* What the exercise asks *
Reproduce all of the material below word for word, leaving out the pictures.

* The input *
——————

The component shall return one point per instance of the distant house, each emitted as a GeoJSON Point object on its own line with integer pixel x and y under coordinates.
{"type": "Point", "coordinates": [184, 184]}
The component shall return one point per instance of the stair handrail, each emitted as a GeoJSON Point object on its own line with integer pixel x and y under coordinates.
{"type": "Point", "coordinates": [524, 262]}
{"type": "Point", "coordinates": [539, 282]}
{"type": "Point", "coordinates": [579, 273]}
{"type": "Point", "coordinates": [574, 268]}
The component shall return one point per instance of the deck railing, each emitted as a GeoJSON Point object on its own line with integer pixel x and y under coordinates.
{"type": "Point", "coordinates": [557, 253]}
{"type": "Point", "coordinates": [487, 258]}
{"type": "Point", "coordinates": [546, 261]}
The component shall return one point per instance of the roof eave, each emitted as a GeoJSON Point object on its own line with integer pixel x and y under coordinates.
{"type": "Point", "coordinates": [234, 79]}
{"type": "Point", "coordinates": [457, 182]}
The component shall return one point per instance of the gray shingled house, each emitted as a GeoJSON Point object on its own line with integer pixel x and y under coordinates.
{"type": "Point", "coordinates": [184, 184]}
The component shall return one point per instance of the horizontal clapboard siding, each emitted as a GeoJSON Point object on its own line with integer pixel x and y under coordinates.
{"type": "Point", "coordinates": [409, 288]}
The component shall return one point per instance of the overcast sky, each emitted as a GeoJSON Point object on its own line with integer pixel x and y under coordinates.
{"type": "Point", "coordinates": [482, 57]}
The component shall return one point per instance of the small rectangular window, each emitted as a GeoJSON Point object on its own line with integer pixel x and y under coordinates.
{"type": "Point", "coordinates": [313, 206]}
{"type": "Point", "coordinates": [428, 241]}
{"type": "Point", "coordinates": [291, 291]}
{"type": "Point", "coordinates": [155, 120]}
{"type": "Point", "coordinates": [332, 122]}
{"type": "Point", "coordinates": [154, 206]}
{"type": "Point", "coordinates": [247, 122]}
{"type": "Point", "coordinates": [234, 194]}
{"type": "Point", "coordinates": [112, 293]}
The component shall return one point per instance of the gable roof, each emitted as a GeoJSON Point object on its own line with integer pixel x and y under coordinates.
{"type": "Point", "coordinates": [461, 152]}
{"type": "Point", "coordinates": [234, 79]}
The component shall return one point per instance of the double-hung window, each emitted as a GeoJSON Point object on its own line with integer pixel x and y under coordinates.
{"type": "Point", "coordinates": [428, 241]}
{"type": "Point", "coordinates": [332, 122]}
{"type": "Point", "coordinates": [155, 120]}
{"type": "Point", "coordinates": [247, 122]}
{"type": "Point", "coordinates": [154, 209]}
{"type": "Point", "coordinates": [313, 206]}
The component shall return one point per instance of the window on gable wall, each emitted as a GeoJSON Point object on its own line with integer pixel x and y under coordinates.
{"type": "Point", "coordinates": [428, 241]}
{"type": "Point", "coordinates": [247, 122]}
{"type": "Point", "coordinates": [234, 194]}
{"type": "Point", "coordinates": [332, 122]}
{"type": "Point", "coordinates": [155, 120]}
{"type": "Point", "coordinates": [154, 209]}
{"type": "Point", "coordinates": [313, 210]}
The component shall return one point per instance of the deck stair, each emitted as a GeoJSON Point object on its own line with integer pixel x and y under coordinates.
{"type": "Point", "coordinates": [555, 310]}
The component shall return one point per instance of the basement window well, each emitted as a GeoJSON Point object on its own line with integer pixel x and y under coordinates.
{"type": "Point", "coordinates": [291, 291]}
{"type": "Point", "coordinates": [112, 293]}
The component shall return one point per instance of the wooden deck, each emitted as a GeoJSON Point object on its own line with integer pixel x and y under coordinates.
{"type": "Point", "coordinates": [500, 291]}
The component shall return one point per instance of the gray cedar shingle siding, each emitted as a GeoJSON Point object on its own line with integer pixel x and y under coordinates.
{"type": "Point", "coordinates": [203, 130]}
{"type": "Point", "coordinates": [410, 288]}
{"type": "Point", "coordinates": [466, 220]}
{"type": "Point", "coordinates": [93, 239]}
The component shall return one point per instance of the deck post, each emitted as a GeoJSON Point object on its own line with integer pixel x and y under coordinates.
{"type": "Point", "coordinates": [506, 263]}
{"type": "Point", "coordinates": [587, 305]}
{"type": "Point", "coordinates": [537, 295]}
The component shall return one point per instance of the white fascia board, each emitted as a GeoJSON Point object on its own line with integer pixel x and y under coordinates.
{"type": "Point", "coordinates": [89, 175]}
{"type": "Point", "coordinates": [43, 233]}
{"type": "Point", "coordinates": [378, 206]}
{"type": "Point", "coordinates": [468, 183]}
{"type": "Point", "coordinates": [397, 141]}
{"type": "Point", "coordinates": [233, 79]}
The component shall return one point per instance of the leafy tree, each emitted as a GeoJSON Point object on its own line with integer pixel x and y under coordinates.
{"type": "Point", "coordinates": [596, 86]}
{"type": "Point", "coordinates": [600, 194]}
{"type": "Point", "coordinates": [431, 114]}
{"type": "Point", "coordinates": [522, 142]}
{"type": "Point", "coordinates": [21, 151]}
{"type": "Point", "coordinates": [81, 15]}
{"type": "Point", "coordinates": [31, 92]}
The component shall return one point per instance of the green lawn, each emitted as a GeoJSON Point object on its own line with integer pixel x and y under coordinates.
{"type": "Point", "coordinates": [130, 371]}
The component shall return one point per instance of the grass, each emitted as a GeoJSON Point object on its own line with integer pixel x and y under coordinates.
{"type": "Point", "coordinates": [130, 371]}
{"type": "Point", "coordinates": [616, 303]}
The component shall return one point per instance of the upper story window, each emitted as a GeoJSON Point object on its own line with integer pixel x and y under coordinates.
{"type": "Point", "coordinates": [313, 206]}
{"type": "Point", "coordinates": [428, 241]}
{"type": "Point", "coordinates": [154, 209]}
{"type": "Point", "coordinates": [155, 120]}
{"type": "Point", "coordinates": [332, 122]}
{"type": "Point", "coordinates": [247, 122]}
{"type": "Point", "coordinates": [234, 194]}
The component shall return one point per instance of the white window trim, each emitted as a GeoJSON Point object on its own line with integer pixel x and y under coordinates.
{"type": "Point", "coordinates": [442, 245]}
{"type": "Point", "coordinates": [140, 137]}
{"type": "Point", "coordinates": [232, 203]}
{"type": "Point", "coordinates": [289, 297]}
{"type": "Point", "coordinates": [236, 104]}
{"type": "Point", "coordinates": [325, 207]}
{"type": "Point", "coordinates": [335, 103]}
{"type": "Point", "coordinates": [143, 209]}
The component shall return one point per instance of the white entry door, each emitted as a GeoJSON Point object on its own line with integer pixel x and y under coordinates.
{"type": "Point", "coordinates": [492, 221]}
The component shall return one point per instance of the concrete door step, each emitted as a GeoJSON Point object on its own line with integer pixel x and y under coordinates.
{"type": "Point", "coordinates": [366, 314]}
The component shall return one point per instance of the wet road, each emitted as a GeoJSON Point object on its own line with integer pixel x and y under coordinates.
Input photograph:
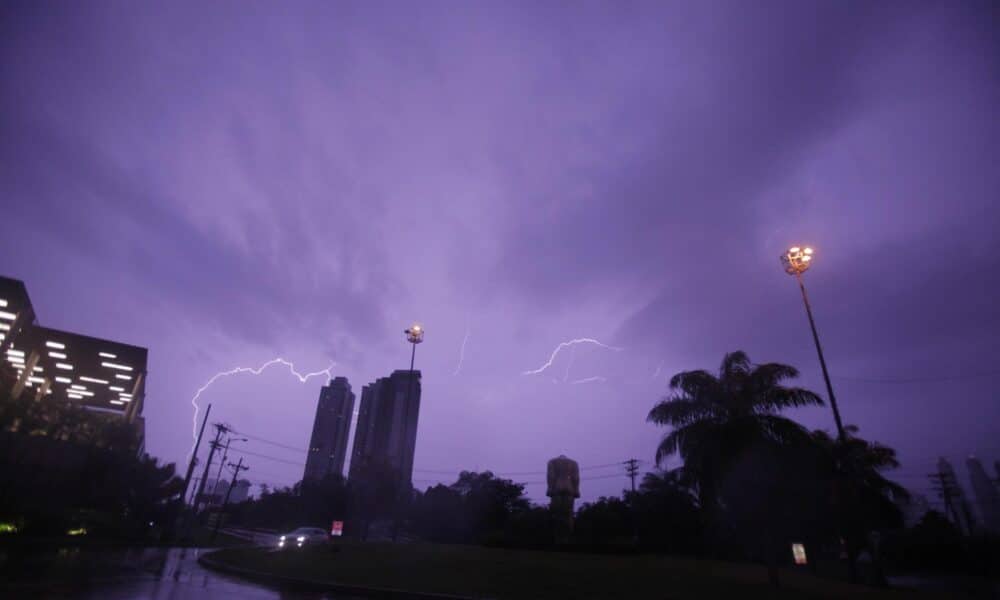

——————

* Output *
The component shall return one point per instance of the distant house, each emitted as a GeoJSON Point object on its own line with integer pixel x and y under coordinates.
{"type": "Point", "coordinates": [184, 184]}
The component shall return one point per instance of the stair handrail, each emitted as a GeoJSON Point object on its own line with integer pixel x and y under coordinates.
{"type": "Point", "coordinates": [524, 262]}
{"type": "Point", "coordinates": [539, 282]}
{"type": "Point", "coordinates": [579, 273]}
{"type": "Point", "coordinates": [574, 268]}
The component shall return one point per instance of the deck railing, each emitted as a GeoJSON Point object on its own line with integer pixel x and y under coordinates.
{"type": "Point", "coordinates": [557, 253]}
{"type": "Point", "coordinates": [487, 258]}
{"type": "Point", "coordinates": [546, 261]}
The component shall return one point per instance of the roof eave, each emitted as a GeoJSON Point object on its own line with integer pixel x and y under coordinates.
{"type": "Point", "coordinates": [234, 79]}
{"type": "Point", "coordinates": [457, 182]}
The component shall return one point per instance of the gray shingled house, each emitted as a GeoJSON Point object on its own line with integer pixel x and y under coordinates.
{"type": "Point", "coordinates": [184, 184]}
The component shall return one point per instance of the horizontal clapboard siding, each emitted as a GeoJSON Point object on its own line with integer pixel x and y under coordinates.
{"type": "Point", "coordinates": [409, 288]}
The component shall return one point per instance of the overcast sky, each emitted as a GeoJSON Point object on its own line with integer pixel x and y under coordinates.
{"type": "Point", "coordinates": [482, 57]}
The component shall return one point per instance of the small rectangular window, each emitted as a GeoJSON Point object on its own line with integer pixel x and y under coordinates.
{"type": "Point", "coordinates": [313, 206]}
{"type": "Point", "coordinates": [428, 241]}
{"type": "Point", "coordinates": [291, 291]}
{"type": "Point", "coordinates": [155, 120]}
{"type": "Point", "coordinates": [332, 122]}
{"type": "Point", "coordinates": [154, 206]}
{"type": "Point", "coordinates": [247, 122]}
{"type": "Point", "coordinates": [234, 194]}
{"type": "Point", "coordinates": [112, 293]}
The component shall return one point per instance of the gable roof, each emitted as a GeoJSON Point object on its own line with integer pixel x and y under coordinates.
{"type": "Point", "coordinates": [461, 152]}
{"type": "Point", "coordinates": [234, 79]}
The component shall return one point per instance of the double-hung window, each emitted as a GeoJSON Point object on its own line with integer pixel x and y under coordinates.
{"type": "Point", "coordinates": [428, 241]}
{"type": "Point", "coordinates": [332, 122]}
{"type": "Point", "coordinates": [155, 120]}
{"type": "Point", "coordinates": [247, 122]}
{"type": "Point", "coordinates": [154, 209]}
{"type": "Point", "coordinates": [313, 206]}
The component shall return one point per instance of the window on gable wall, each emitted as a GeoJSON Point object on its own line with integer pixel x and y under coordinates.
{"type": "Point", "coordinates": [428, 241]}
{"type": "Point", "coordinates": [247, 122]}
{"type": "Point", "coordinates": [234, 194]}
{"type": "Point", "coordinates": [332, 122]}
{"type": "Point", "coordinates": [155, 120]}
{"type": "Point", "coordinates": [154, 209]}
{"type": "Point", "coordinates": [313, 210]}
The component shall return one point per instance of the deck stair, each emitted as a GeoJSON Point object on its own line with integer pixel x and y under coordinates.
{"type": "Point", "coordinates": [555, 310]}
The component shall return one point per instance of the basement window well, each emitted as a GeoJSON Point object on its own line with integer pixel x and y under coordinates.
{"type": "Point", "coordinates": [291, 291]}
{"type": "Point", "coordinates": [112, 293]}
The component shall return one point per instance of the wooden deck, each emitted as a GeoJSON Point object on its own line with integer pixel x and y under coordinates.
{"type": "Point", "coordinates": [500, 291]}
The component shall return one point per instance of the gray cedar shingle siding, each emitted as a GeoJSON Point object on its own line with integer pixel x and y under coordinates.
{"type": "Point", "coordinates": [203, 130]}
{"type": "Point", "coordinates": [410, 288]}
{"type": "Point", "coordinates": [466, 220]}
{"type": "Point", "coordinates": [93, 239]}
The component shall return one point per instance of the deck post, each emitted as a GeoJSON Point object on its own line with integer pixel x and y under coordinates.
{"type": "Point", "coordinates": [506, 263]}
{"type": "Point", "coordinates": [587, 305]}
{"type": "Point", "coordinates": [537, 295]}
The component shall return one point per instance of the white fascia board, each emitted as a GeoJSON Point object on its own line with integer pixel x and y under coordinates.
{"type": "Point", "coordinates": [89, 175]}
{"type": "Point", "coordinates": [43, 233]}
{"type": "Point", "coordinates": [378, 206]}
{"type": "Point", "coordinates": [468, 183]}
{"type": "Point", "coordinates": [397, 141]}
{"type": "Point", "coordinates": [233, 79]}
The component shall return one point per instance of the leafy tree, each emitted as a GeoJSON Point object on its own line with integer pixel x and y under coordinates.
{"type": "Point", "coordinates": [596, 86]}
{"type": "Point", "coordinates": [600, 194]}
{"type": "Point", "coordinates": [431, 114]}
{"type": "Point", "coordinates": [522, 142]}
{"type": "Point", "coordinates": [21, 151]}
{"type": "Point", "coordinates": [81, 15]}
{"type": "Point", "coordinates": [31, 92]}
The component shall return one point per instance of the green lawn, each emitted as a GeoJSON Point object on its own line with integer pixel x and y under coordinates.
{"type": "Point", "coordinates": [130, 371]}
The component shall return one point per instance of the grass, each emitted as a GeoJSON Point object on its own line with integer pixel x and y under coordinates.
{"type": "Point", "coordinates": [130, 371]}
{"type": "Point", "coordinates": [616, 303]}
The component shall return one point per instance of the upper story window, each emitted as a GeoJSON Point object on its own line with integer pixel x and y under coordinates.
{"type": "Point", "coordinates": [313, 206]}
{"type": "Point", "coordinates": [428, 241]}
{"type": "Point", "coordinates": [154, 209]}
{"type": "Point", "coordinates": [155, 120]}
{"type": "Point", "coordinates": [332, 122]}
{"type": "Point", "coordinates": [247, 122]}
{"type": "Point", "coordinates": [234, 194]}
The component shall return one point per instance of the white window trim, each emitted as a GeoJSON Point object on its own line with integer pixel x and y under coordinates.
{"type": "Point", "coordinates": [442, 245]}
{"type": "Point", "coordinates": [140, 137]}
{"type": "Point", "coordinates": [232, 203]}
{"type": "Point", "coordinates": [289, 297]}
{"type": "Point", "coordinates": [236, 104]}
{"type": "Point", "coordinates": [325, 207]}
{"type": "Point", "coordinates": [335, 103]}
{"type": "Point", "coordinates": [143, 209]}
The component shall return one point per instance of the white entry door, each emitted as a GeoJSON Point object on its own line with integer pixel x and y under coordinates.
{"type": "Point", "coordinates": [492, 221]}
The component shall return one point per instance of the concrete door step, each emitted as a GeoJSON Point object on its own line with integer pixel x and y under coordinates.
{"type": "Point", "coordinates": [366, 314]}
The component shall return one point per instance of the wet road, each emitted as a GeoJSON Point object on its own line with integer pixel x and y under coordinates.
Input photograph:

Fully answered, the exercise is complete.